*To be done*.
Pick out every line in the records below that contains the word "rice" and copy each of those lines in full.

*Items*.
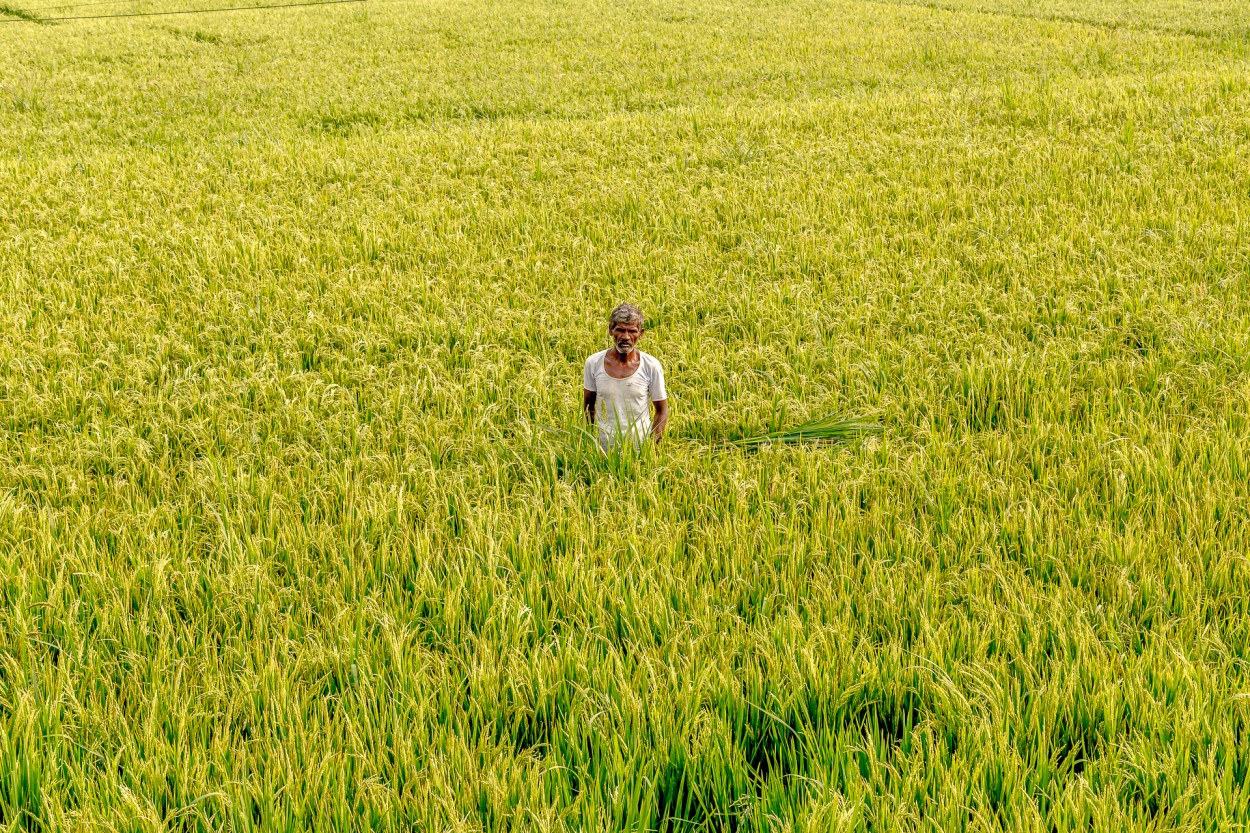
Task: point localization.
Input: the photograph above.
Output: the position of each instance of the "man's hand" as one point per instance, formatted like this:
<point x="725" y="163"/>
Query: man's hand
<point x="661" y="419"/>
<point x="588" y="404"/>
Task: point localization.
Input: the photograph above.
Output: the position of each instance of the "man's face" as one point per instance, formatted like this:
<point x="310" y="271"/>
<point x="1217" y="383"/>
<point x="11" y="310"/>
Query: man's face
<point x="625" y="337"/>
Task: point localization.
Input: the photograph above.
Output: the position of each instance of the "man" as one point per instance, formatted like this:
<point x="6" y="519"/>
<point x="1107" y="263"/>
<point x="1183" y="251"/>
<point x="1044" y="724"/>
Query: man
<point x="620" y="385"/>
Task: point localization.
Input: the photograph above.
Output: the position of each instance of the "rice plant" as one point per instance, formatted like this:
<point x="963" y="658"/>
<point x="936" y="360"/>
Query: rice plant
<point x="286" y="299"/>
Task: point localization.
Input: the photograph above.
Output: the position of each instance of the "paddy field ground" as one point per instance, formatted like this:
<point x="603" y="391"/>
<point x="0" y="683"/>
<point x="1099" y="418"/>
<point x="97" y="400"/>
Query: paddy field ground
<point x="295" y="528"/>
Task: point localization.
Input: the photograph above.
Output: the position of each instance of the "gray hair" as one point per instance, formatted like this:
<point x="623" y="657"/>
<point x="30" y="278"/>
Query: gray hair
<point x="625" y="314"/>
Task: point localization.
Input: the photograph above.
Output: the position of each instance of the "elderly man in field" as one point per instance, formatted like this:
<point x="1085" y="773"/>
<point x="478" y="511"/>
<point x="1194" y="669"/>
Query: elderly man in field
<point x="621" y="385"/>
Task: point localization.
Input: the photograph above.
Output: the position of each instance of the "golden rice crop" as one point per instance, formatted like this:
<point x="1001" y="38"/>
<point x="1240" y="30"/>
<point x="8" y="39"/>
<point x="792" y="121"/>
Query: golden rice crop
<point x="294" y="532"/>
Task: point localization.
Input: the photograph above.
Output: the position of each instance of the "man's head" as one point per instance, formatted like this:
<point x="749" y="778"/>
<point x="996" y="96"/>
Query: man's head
<point x="625" y="327"/>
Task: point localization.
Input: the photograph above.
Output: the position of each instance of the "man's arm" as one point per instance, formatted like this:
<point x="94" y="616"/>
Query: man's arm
<point x="588" y="404"/>
<point x="661" y="419"/>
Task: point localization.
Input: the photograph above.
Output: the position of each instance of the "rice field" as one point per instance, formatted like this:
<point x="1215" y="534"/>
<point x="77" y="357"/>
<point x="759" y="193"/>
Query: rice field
<point x="296" y="528"/>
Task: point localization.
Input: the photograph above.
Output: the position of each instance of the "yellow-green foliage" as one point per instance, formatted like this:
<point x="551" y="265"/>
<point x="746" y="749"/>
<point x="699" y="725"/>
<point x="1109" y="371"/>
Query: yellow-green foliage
<point x="294" y="534"/>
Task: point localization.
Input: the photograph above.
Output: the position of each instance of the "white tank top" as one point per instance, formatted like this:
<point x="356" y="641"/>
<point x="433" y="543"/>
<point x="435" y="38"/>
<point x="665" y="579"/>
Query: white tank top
<point x="623" y="407"/>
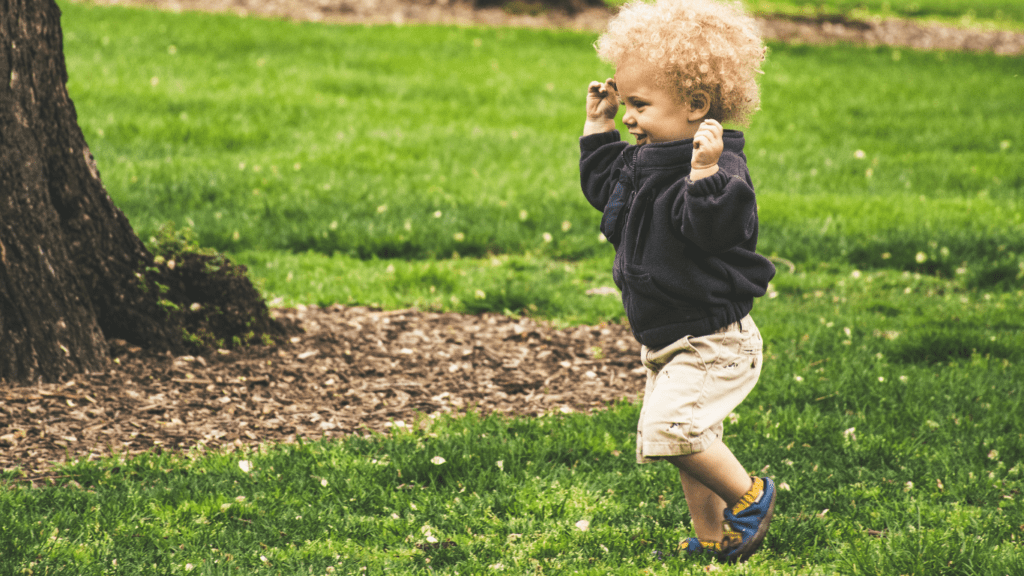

*Task answer*.
Output: the position of each instance of the "rice plant" as one point per instance, formatted like this:
Query: rice plant
Output: the position of each instance of the "golden rice crop" as one point per instance, formatted like this:
Query: golden rice crop
Output: the position of each instance of the "rice field" as one point per instance, formatted like this:
Query: rice field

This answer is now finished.